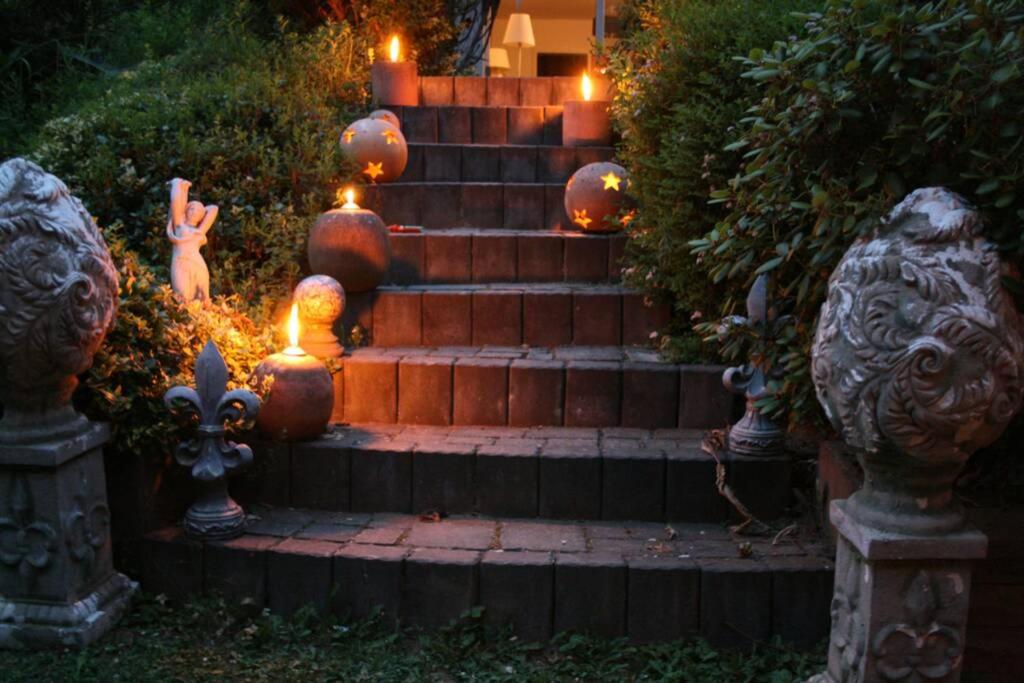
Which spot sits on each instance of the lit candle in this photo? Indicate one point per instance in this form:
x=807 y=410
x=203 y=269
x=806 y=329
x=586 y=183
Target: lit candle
x=395 y=82
x=586 y=122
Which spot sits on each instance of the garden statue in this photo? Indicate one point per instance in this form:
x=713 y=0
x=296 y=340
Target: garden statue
x=918 y=363
x=187 y=224
x=58 y=293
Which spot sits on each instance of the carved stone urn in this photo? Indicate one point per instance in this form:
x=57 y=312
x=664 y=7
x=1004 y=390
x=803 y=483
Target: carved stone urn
x=918 y=363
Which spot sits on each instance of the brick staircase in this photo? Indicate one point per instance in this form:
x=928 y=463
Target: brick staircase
x=507 y=437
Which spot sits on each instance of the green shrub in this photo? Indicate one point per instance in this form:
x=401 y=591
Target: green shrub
x=679 y=93
x=880 y=97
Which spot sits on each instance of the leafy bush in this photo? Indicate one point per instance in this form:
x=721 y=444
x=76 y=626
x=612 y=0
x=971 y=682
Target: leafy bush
x=679 y=93
x=879 y=97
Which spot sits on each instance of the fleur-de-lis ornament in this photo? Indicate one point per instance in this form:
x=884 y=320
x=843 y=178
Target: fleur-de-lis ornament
x=211 y=457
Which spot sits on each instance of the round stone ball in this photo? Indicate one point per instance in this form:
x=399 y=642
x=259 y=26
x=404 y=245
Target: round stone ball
x=594 y=196
x=300 y=399
x=377 y=147
x=386 y=115
x=352 y=247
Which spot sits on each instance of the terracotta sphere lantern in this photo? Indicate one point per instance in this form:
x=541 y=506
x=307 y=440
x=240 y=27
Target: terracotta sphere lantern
x=378 y=148
x=300 y=398
x=350 y=245
x=594 y=197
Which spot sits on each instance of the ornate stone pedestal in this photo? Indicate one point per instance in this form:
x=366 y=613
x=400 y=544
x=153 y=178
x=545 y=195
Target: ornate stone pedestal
x=57 y=583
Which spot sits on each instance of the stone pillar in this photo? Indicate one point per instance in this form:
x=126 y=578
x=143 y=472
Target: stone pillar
x=918 y=361
x=57 y=300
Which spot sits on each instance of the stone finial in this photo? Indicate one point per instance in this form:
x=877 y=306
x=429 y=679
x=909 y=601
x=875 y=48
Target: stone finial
x=209 y=456
x=58 y=292
x=918 y=357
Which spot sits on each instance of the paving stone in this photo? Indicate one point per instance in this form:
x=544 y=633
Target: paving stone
x=292 y=559
x=704 y=402
x=590 y=594
x=518 y=164
x=494 y=258
x=593 y=393
x=368 y=579
x=470 y=91
x=650 y=395
x=537 y=390
x=547 y=318
x=321 y=476
x=446 y=318
x=507 y=482
x=482 y=205
x=497 y=317
x=397 y=318
x=570 y=483
x=664 y=599
x=440 y=206
x=425 y=395
x=518 y=590
x=436 y=90
x=553 y=125
x=802 y=593
x=237 y=568
x=503 y=92
x=489 y=125
x=633 y=484
x=419 y=124
x=481 y=164
x=525 y=125
x=442 y=163
x=554 y=208
x=172 y=564
x=597 y=318
x=481 y=391
x=734 y=612
x=382 y=479
x=407 y=257
x=439 y=586
x=540 y=258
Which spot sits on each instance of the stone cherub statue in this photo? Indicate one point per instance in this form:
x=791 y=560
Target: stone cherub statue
x=187 y=223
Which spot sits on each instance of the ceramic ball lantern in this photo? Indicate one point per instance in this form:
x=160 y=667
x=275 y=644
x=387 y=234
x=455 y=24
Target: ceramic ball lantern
x=350 y=245
x=594 y=196
x=386 y=115
x=378 y=148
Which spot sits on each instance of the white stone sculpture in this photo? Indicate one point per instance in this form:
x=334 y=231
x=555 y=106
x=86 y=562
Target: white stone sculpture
x=187 y=224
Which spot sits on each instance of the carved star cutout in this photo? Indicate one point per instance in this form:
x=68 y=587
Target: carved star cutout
x=611 y=180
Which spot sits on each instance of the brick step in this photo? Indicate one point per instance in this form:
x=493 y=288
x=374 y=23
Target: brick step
x=467 y=255
x=522 y=387
x=540 y=314
x=520 y=206
x=551 y=472
x=637 y=580
x=498 y=163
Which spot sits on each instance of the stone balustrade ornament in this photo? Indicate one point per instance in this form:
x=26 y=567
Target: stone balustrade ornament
x=918 y=363
x=214 y=515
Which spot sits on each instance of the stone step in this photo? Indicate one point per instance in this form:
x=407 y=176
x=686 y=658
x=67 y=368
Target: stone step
x=498 y=163
x=468 y=255
x=540 y=314
x=521 y=387
x=551 y=472
x=542 y=577
x=520 y=206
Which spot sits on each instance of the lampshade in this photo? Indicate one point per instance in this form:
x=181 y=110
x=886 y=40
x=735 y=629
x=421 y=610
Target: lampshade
x=499 y=58
x=519 y=31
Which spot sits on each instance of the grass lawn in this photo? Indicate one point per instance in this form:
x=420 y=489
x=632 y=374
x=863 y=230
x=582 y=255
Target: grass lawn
x=212 y=641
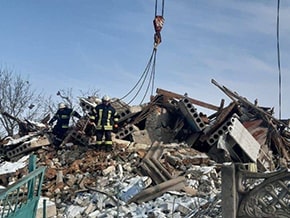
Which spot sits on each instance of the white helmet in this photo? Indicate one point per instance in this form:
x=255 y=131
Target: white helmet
x=61 y=105
x=106 y=98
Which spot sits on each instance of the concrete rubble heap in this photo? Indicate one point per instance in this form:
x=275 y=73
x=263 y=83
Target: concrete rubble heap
x=166 y=159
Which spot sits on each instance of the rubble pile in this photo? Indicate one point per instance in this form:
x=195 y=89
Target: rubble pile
x=166 y=159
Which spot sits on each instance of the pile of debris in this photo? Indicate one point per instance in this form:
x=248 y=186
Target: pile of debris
x=166 y=159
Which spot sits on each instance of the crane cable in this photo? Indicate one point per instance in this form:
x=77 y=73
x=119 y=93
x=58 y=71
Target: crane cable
x=158 y=24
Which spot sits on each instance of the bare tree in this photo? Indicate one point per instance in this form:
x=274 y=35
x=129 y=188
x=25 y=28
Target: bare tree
x=17 y=101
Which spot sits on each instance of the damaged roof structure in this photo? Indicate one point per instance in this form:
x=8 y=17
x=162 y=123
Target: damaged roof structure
x=166 y=160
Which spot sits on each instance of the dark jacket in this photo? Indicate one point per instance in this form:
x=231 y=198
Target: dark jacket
x=105 y=117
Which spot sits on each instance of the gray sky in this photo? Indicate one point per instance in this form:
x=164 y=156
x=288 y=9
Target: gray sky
x=106 y=45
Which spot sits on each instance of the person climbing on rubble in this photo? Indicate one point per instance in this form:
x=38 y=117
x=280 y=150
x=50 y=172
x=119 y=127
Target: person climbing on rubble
x=62 y=118
x=106 y=119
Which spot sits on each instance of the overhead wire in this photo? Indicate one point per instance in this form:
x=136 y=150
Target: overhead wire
x=151 y=65
x=278 y=54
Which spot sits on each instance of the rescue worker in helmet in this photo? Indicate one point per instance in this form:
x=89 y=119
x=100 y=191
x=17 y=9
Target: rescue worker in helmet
x=62 y=118
x=106 y=120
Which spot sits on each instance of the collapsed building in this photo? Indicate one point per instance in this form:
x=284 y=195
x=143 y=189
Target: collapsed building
x=161 y=142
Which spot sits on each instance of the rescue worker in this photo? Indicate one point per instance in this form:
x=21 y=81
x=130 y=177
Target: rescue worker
x=106 y=120
x=62 y=118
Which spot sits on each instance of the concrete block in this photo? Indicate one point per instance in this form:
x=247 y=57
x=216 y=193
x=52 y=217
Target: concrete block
x=50 y=208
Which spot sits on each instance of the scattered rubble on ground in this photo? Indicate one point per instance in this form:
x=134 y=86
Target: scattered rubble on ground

..............................

• **Exercise aim**: Can you give all of the items above again with "Indicate" replaced by "Mark" everywhere, everything else unchanged and the pictures left out?

• **Solution to this exercise**:
Which spot sits on each instance of the lit candle in this photo? Mark one point per instance in this form:
x=807 y=410
x=203 y=269
x=806 y=329
x=586 y=183
Target: lit candle
x=395 y=82
x=586 y=122
Which spot sits on each instance of the garden statue in this photo? Mark one point per instance in this form:
x=713 y=0
x=296 y=340
Target: garden statue
x=918 y=363
x=187 y=224
x=58 y=293
Which spot sits on each instance of the carved stone urn in this photo? Mark one point per instance in this form:
x=57 y=312
x=664 y=7
x=1004 y=390
x=803 y=483
Target: carved stone urn
x=918 y=363
Which spot sits on each instance of the brick staircase in this photo? Mark one point per instance in this form:
x=928 y=463
Target: brick staircase
x=507 y=437
Which spot sits on each instance of the green shrub in this photo? Mark one point per instance in this form:
x=401 y=591
Target: green shrub
x=679 y=93
x=880 y=97
Which spot sits on each instance of the leafy bush in this photo? Mark one point per instance in this form:
x=721 y=444
x=76 y=626
x=612 y=0
x=971 y=682
Target: leafy bush
x=679 y=93
x=879 y=97
Which spot sits on each instance of the fleur-de-lis ornament in this photo? Mark one point per instance in this form:
x=884 y=320
x=843 y=178
Target: fleur-de-lis ornament
x=211 y=457
Which spot sits on each instance of the round stone ball in this photo? Mark one point per instance in this form:
x=399 y=642
x=259 y=26
x=404 y=245
Target: round stone ball
x=594 y=196
x=300 y=399
x=377 y=147
x=386 y=115
x=352 y=247
Which spot sits on each instance of the terracotta sphere lantern in this photo? Mark one point per instance in this form:
x=541 y=506
x=307 y=440
x=240 y=27
Target: terracotta sphere lantern
x=378 y=148
x=300 y=398
x=350 y=245
x=594 y=197
Which spot sits on each instance of the ornate stone pedestal in this photo? Mark one point per instance in this form:
x=366 y=613
x=400 y=544
x=153 y=178
x=545 y=195
Target: ornate stone pedestal
x=57 y=583
Which spot sits on each instance of the stone pillar in this photo? Mark one point per instance in this form:
x=126 y=578
x=143 y=472
Target: stone pillar
x=918 y=361
x=57 y=300
Which spot sits on each instance of the stone finial in this photo? Mark one point per instance in this form:
x=877 y=306
x=429 y=679
x=909 y=601
x=875 y=48
Target: stone finial
x=209 y=456
x=58 y=292
x=918 y=357
Which spot sits on each instance of the paving stone in this photo? Mark one point per instance in this form:
x=544 y=633
Target: paving stone
x=292 y=559
x=704 y=402
x=590 y=594
x=518 y=164
x=494 y=258
x=593 y=393
x=368 y=579
x=470 y=91
x=650 y=395
x=537 y=390
x=547 y=318
x=321 y=476
x=446 y=318
x=507 y=482
x=482 y=205
x=497 y=317
x=397 y=318
x=570 y=483
x=664 y=599
x=440 y=206
x=425 y=395
x=518 y=590
x=436 y=90
x=553 y=125
x=802 y=593
x=237 y=568
x=503 y=92
x=489 y=125
x=633 y=484
x=419 y=124
x=481 y=164
x=525 y=125
x=442 y=163
x=554 y=208
x=172 y=564
x=597 y=318
x=481 y=391
x=734 y=612
x=382 y=479
x=407 y=257
x=439 y=586
x=540 y=258
Which spot sits on each instance of the stone cherub statue in this photo? Mark one point per instance in this form:
x=791 y=560
Target: stone cherub statue
x=187 y=223
Which spot sits on each instance of the ceramic ball lantern in this photo? Mark one point per instance in this form:
x=160 y=667
x=275 y=644
x=387 y=234
x=455 y=24
Target: ceramic ball lantern
x=350 y=245
x=594 y=196
x=386 y=115
x=378 y=148
Which spot sits on each instance of the white stone sculpture in this photo? Mark one point per instance in this form:
x=334 y=231
x=555 y=106
x=86 y=562
Target: white stone sculpture
x=187 y=224
Which spot sits on each instance of the carved star cutout in this photo? Mark one point per instance in this form:
x=68 y=587
Target: carved star cutout
x=611 y=180
Which spot sits on each instance of the brick step in this photo? Mark one point per instance in this form:
x=493 y=288
x=374 y=23
Target: brick step
x=467 y=255
x=522 y=387
x=540 y=314
x=520 y=206
x=551 y=472
x=637 y=580
x=498 y=163
Which spot sits on each instance of the stone balustrade ornament in this photo? Mark one point per instance in this form:
x=26 y=567
Target: stone balustrade ornament
x=918 y=363
x=214 y=515
Which spot sits on each instance of the stone step in this photo? Mark one point per instance in this form:
x=407 y=176
x=686 y=658
x=67 y=368
Target: stone step
x=498 y=163
x=468 y=255
x=540 y=314
x=521 y=387
x=551 y=472
x=542 y=577
x=520 y=206
Which spot sits on each instance of the lampshade in this photo? Mark one point per instance in this form:
x=181 y=110
x=886 y=40
x=735 y=629
x=421 y=610
Target: lampshade
x=499 y=58
x=519 y=31
Which spot sits on each instance of the grass lawn in this photo? Mark one point per instance in this form:
x=420 y=489
x=632 y=374
x=863 y=230
x=582 y=255
Target: grass lawn
x=212 y=641
Which spot sits on each instance of the white helmet in this photo? Mark one point per instance in this form:
x=255 y=131
Target: white helmet
x=61 y=105
x=106 y=98
Which spot sits on each instance of the concrete rubble heap in this photo? Mark one point per instance in this form:
x=275 y=73
x=263 y=83
Target: concrete rubble heap
x=166 y=159
Which spot sits on each instance of the rubble pile in this photo? Mark one point per instance in this form:
x=195 y=89
Target: rubble pile
x=166 y=159
Which spot sits on each instance of the pile of debris in this photo? Mark one point per instance in this form:
x=248 y=186
Target: pile of debris
x=166 y=159
Which spot sits on each instance of the crane cable in this photo? Mark one point per instance in this form:
x=77 y=73
x=119 y=93
x=58 y=71
Target: crane cable
x=158 y=24
Which spot sits on each instance of the bare tree in this photo? Mark one point per instance in this form:
x=274 y=35
x=129 y=188
x=25 y=28
Target: bare tree
x=17 y=101
Which spot sits on each instance of the damaged roof structure in this photo? Mark one point per instance in this form:
x=8 y=17
x=162 y=123
Target: damaged roof structure
x=166 y=160
Which spot sits on each instance of the dark jacket in this photo? Mark one point per instance in this form:
x=231 y=198
Target: dark jacket
x=105 y=117
Which spot sits on each instance of the gray sky in this photo? Mark one point per instance in this form:
x=164 y=156
x=288 y=9
Target: gray sky
x=106 y=45
Which spot sits on each instance of the person climbing on rubble in this photo? Mark one point per instance in this form:
x=38 y=117
x=280 y=150
x=50 y=172
x=119 y=127
Target: person climbing on rubble
x=62 y=118
x=106 y=119
Which spot sits on each instance of the overhead wire in this photo? Mark one point per instance in this form:
x=136 y=150
Target: overhead wire
x=151 y=65
x=278 y=54
Which spot sits on each instance of the rescue worker in helmet in this photo? Mark one point per instance in this form:
x=89 y=119
x=100 y=191
x=17 y=9
Target: rescue worker in helmet
x=62 y=118
x=106 y=120
Which spot sits on each instance of the collapsed building in this photo? Mark one point per instance in this form:
x=284 y=195
x=143 y=189
Target: collapsed building
x=161 y=142
Which spot sits on each instance of the rescue worker in this photo? Mark one point per instance in this form:
x=21 y=81
x=130 y=177
Target: rescue worker
x=106 y=120
x=62 y=118
Which spot sits on each instance of the concrete block in this photo? Mark one point per instance in this form:
x=247 y=57
x=216 y=193
x=52 y=217
Target: concrete block
x=50 y=208
Which spot sits on each instance of the scattered rubble on ground in this photo? Mark one point per instance in this form:
x=134 y=86
Target: scattered rubble on ground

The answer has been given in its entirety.